Exercise objective:
Return the data below verbatim, every line unchanged.

Given data:
-- begin --

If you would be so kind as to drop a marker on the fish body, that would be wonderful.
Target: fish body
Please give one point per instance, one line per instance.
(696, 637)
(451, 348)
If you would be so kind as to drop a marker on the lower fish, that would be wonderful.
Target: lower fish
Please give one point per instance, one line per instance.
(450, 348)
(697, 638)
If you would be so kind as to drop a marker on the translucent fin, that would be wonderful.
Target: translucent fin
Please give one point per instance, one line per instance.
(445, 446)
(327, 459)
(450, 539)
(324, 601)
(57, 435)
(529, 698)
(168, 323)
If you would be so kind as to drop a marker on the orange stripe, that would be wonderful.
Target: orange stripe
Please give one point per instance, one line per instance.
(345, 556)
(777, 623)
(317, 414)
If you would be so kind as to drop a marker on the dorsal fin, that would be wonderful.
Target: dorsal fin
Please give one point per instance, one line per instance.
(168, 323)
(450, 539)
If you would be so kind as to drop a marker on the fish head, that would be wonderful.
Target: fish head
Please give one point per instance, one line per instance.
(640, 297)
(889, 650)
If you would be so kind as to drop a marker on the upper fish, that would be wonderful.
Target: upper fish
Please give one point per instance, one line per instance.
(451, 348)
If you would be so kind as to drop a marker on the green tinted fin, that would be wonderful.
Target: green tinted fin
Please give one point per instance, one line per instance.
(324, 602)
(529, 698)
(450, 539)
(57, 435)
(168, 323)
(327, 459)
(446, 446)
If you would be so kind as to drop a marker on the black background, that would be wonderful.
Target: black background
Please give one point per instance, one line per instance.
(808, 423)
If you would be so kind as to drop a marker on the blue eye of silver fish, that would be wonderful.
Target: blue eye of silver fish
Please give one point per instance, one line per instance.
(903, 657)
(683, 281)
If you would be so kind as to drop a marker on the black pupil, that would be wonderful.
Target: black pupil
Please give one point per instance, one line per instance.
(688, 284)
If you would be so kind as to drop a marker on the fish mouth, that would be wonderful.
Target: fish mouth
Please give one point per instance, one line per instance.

-- end --

Answer for the task:
If you would be so kind as to drop a marker on the fish body, that would be wonderful.
Target: fish body
Please give one point per instance, one line per instance.
(696, 637)
(451, 348)
If you would be so kind as to drop a marker on the lower fish, that would be wonderful.
Target: lower fish
Please give one point per instance, one line per instance.
(450, 348)
(697, 638)
If you would be so kind as to drop a marker on the translucent fin, that would be wonderful.
Target: translucent fin
Please give one point per instance, one line per instance.
(445, 446)
(327, 459)
(450, 539)
(324, 601)
(57, 435)
(529, 698)
(168, 323)
If you would be so kind as to drop a marker on the orange stripe, that would be wonderful.
Target: orange stripe
Please give one point per instance, one line per instance.
(345, 556)
(777, 623)
(317, 414)
If you would be so kind as to drop a marker on the dorsal fin, that would be wonderful.
Target: dorsal fin
Please give one point per instance, one line per instance.
(168, 323)
(450, 539)
If you would be so kind as to drop a marker on the fish head, that would be wonderful.
Target: fish head
Please give one point per instance, one line per instance.
(640, 297)
(889, 650)
If you would be so kind as to drop a marker on the upper fish, that would be wonderful.
Target: upper fish
Please give one point per instance, one line per instance.
(451, 348)
If you would be so kind as to drop a marker on the green tinted fin, that would be wonderful.
Target: green tinted fin
Please give one point per instance, one line per instance.
(324, 602)
(529, 698)
(450, 539)
(57, 435)
(168, 323)
(327, 459)
(446, 446)
If you would be so kind as to drop a marker on the black background, that would be wonderful.
Target: black background
Please give one point per instance, one line per instance.
(808, 423)
If you would be so kind as to drop a marker on the blue eye of silver fish, that would be wonderful.
Target: blue eye of silver fish
Please give one point per instance, one line per instance.
(903, 657)
(683, 281)
If you would be so kind as to drop a marker on the black pupil, that would be wonderful.
Target: black pupil
Please give one point per instance, one line per instance.
(688, 284)
If you would be so kind as to drop a marker on the fish mouth, that would be wonderful.
Target: fish mouth
Please give one point per instance, one line per instance.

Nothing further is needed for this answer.